Set down the material once more, exactly as it appears.

-- BEGIN EXCERPTED RECORDS --

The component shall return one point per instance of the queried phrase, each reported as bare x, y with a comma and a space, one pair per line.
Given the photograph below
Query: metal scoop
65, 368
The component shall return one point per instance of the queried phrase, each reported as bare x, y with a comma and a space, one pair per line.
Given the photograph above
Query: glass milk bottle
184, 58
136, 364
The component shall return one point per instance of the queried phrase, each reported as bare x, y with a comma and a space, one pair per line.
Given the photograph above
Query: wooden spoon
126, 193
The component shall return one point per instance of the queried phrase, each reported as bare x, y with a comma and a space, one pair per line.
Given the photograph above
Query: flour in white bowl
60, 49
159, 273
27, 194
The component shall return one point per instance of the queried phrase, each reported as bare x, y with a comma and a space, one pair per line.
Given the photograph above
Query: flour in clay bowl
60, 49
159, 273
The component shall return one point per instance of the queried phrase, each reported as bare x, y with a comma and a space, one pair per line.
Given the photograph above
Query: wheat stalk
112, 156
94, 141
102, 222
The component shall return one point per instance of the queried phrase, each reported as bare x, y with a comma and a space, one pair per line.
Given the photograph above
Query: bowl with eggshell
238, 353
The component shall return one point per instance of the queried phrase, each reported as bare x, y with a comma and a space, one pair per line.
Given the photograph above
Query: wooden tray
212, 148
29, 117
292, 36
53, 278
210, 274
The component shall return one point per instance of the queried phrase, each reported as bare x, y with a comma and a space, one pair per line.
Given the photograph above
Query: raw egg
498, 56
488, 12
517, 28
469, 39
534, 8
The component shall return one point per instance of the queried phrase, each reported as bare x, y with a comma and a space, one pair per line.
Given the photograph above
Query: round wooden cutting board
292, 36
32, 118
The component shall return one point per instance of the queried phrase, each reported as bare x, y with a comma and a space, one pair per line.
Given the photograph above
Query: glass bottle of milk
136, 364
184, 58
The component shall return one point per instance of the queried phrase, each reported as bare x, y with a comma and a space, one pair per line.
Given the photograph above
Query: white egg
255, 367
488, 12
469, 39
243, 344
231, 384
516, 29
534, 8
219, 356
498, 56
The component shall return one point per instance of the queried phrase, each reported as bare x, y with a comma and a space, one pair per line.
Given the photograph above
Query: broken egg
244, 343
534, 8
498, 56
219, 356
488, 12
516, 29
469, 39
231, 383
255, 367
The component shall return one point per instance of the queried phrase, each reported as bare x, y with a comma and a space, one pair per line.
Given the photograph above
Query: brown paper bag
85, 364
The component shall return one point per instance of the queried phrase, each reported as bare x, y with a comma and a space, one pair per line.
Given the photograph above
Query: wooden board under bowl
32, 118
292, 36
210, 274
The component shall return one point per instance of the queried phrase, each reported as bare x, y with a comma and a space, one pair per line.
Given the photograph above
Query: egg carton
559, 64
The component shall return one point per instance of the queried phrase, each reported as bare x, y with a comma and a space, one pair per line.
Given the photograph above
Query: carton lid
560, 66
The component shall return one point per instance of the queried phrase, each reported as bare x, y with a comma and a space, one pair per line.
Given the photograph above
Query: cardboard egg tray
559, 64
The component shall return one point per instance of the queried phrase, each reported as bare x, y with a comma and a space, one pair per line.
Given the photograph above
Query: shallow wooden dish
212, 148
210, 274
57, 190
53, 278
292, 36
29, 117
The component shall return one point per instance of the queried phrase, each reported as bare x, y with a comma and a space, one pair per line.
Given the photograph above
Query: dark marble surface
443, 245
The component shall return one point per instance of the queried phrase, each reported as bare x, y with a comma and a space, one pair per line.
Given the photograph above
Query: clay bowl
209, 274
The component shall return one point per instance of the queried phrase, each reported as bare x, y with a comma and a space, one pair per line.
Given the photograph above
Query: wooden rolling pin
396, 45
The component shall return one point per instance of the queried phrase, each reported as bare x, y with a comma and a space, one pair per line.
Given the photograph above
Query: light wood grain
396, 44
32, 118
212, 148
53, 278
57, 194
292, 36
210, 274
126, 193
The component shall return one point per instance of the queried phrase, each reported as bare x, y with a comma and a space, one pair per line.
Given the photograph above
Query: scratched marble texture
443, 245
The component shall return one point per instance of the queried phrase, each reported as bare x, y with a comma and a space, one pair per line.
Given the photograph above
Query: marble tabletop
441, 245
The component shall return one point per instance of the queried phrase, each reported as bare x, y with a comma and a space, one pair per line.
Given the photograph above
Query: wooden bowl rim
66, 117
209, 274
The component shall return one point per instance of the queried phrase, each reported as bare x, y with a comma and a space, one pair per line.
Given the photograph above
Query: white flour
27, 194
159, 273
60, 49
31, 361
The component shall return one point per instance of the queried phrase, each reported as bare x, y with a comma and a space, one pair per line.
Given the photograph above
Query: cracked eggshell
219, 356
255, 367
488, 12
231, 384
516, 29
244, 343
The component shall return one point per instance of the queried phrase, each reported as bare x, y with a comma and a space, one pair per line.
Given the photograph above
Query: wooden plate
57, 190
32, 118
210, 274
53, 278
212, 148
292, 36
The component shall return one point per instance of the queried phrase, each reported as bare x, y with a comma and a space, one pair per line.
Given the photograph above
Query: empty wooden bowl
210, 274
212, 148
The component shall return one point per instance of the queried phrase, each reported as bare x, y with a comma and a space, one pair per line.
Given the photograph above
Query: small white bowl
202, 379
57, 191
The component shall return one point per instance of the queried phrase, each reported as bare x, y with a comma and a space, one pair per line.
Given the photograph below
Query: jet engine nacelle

-- END EXCERPTED RECORDS --

[EXPECTED ANSWER]
The component shall return one point per instance of the queried phrase, each reported as bare x, y with a comma and a space, one pair per line.
Given the photograph below
Query: metal scoop
65, 368
The component shall return one point per instance of the queried phrase, each reported as bare x, y with a comma and a space, one pair per line.
Given the photograph above
Query: glass milk bottle
184, 58
136, 364
The component shall return one point per instance of the queried phrase, each reported as bare x, y with a comma and a space, one pair per line.
Given the photograph above
Query: wooden spoon
126, 193
The component shall return one point per instance of the queried phrase, each reported as bare x, y with a comma and a space, one pair per line.
Given the photograph above
Query: flour in white bowl
60, 49
159, 273
27, 194
The component shall return one point per instance of the queried phrase, each reported as bare x, y with a comma and a space, one pair per line.
Given the photograph above
Query: flour in clay bowl
60, 49
159, 273
The component shall return one point per instance of the queried phrase, each reported as bare x, y with a comma and a space, one pair per line.
Given the photograph above
Query: wheat stalk
112, 156
94, 141
102, 222
The component shall return one point per instance of the queried phrase, each reported as bare x, y with a comma and a space, one pair per line.
Given the photograph above
Query: bowl with eggshell
238, 353
The component shall return one point per instance of the queried phrase, each reported as bare x, y with a comma and a space, one pair per line.
Given the photograph above
Query: wooden tray
212, 148
29, 117
292, 36
53, 278
210, 274
The component shall return one point per instance of the queried phrase, each reported as bare x, y with a comma and a space, one pair per line.
Given the photograph above
Query: raw egg
498, 56
488, 12
517, 28
469, 39
534, 8
The component shall return one point per instance of the queried phrase, each reported as bare x, y with a comma and a space, one pair per line.
Given the photograph above
Query: round wooden cutting board
292, 36
32, 118
The component shall return one point per instance of the queried phrase, each reported as bare x, y with a comma and a space, one pair per line.
Given the photograph above
Query: glass bottle of milk
136, 364
184, 58
The component shall return one point per instance of the queried phrase, each reported as bare x, y with a comma and a space, one pair per line.
Given the photograph above
Query: white egg
255, 367
488, 12
469, 39
243, 344
231, 384
516, 29
534, 8
219, 356
498, 56
The component shall return one point per instance of the queried phrase, each reported as bare x, y with a comma and a space, one pair per line.
Given the photograph above
Query: broken egg
244, 343
534, 8
498, 56
219, 356
488, 12
516, 29
469, 39
231, 383
255, 367
The component shall return one point per instance of the queried phrase, each reported as bare x, y with a comma and a space, one pair per line.
Given the photograph above
Query: brown paper bag
85, 364
The component shall return one point per instance of the queried phrase, each reported as bare x, y with a comma and a space, one pair per line.
Given the photograph above
Query: wooden board under bowl
32, 118
292, 36
210, 274
The component shall return one point per instance of the queried phrase, each reported as bare x, y with a comma and a space, one pair per line.
Given the photograph above
Query: egg carton
559, 64
The component shall return one point per instance of the queried phrase, each reported as bare x, y with a comma and a space, one pair per line.
Given the photograph above
Query: carton lid
560, 66
The component shall return one point per instance of the queried phrase, each reported as bare x, y with a comma and a space, one pair per line.
Given the photograph above
Query: cardboard egg tray
559, 64
The component shall return one point per instance of the queried phrase, each reported as bare x, y with a comma and a space, one pair per line.
Given the photograph above
Query: shallow wooden dish
212, 148
210, 274
57, 190
53, 278
292, 36
29, 117
The component shall return one point per instance of the queried phrase, each reported as bare x, y with a comma and a space, one pair per line.
Given the photograph above
Query: dark marble surface
443, 245
The component shall return one point per instance of the queried phrase, each reported as bare x, y with a comma and a space, one pair per line.
Given the photograph above
Query: clay bowl
209, 274
The component shall return one point per instance of the queried phrase, each reported as bare x, y with a comma and a space, one pair per line.
Given the photograph above
Query: wooden rolling pin
396, 45
The component shall return one point per instance of the queried phrase, each reported as bare x, y with a comma and a space, one pair per line.
Given the photograph above
Query: light wood grain
396, 44
32, 118
212, 148
53, 278
57, 194
292, 36
210, 274
126, 193
The component shall return one point per instance of the queried phrase, each reported as bare x, y with a comma and a space, one pair per line.
Given the photograph above
Query: scratched marble texture
443, 245
The component shall return one point per instance of the queried phrase, each reported as bare x, y with a comma and a space, one pair per line.
Given the photograph above
Query: marble tabletop
441, 245
The component shall return one point per instance of the queried phrase, each reported as bare x, y with a comma and a space, one pair per line.
Given the photograph above
Query: wooden bowl rim
66, 117
209, 274
The component shall return one point per instance of the queried phrase, each reported as bare x, y with a comma and a space, one pair per line.
Given the photograph above
Query: white flour
27, 194
159, 273
60, 49
31, 361
The component shall return one point per instance of the queried phrase, each reported as bare x, y with a comma and a space, one pair per line.
Given the photograph above
Query: cracked eggshell
219, 356
255, 367
488, 12
231, 384
516, 29
244, 343
The component shall return one point per instance of the queried phrase, each reported as bare x, y with a comma and a space, one pair per line.
Given the photograph above
Query: wooden plate
57, 190
32, 118
210, 274
53, 278
212, 148
292, 36
The component shall return one point per instance of the queried phrase, each reported as bare x, y with a comma and a space, one pair per line.
Given the photograph above
Query: empty wooden bowl
210, 274
212, 148
The component shall return one point per instance of the queried phrase, each reported as bare x, y with a comma and a space, one pair per line.
Given the photograph above
Query: small white bowl
202, 379
57, 191
The component shall return one point per instance of the queried phrase, each reported as bare x, y with a comma and a space, one pair per line.
Given the photograph below
Query: jet engine nacelle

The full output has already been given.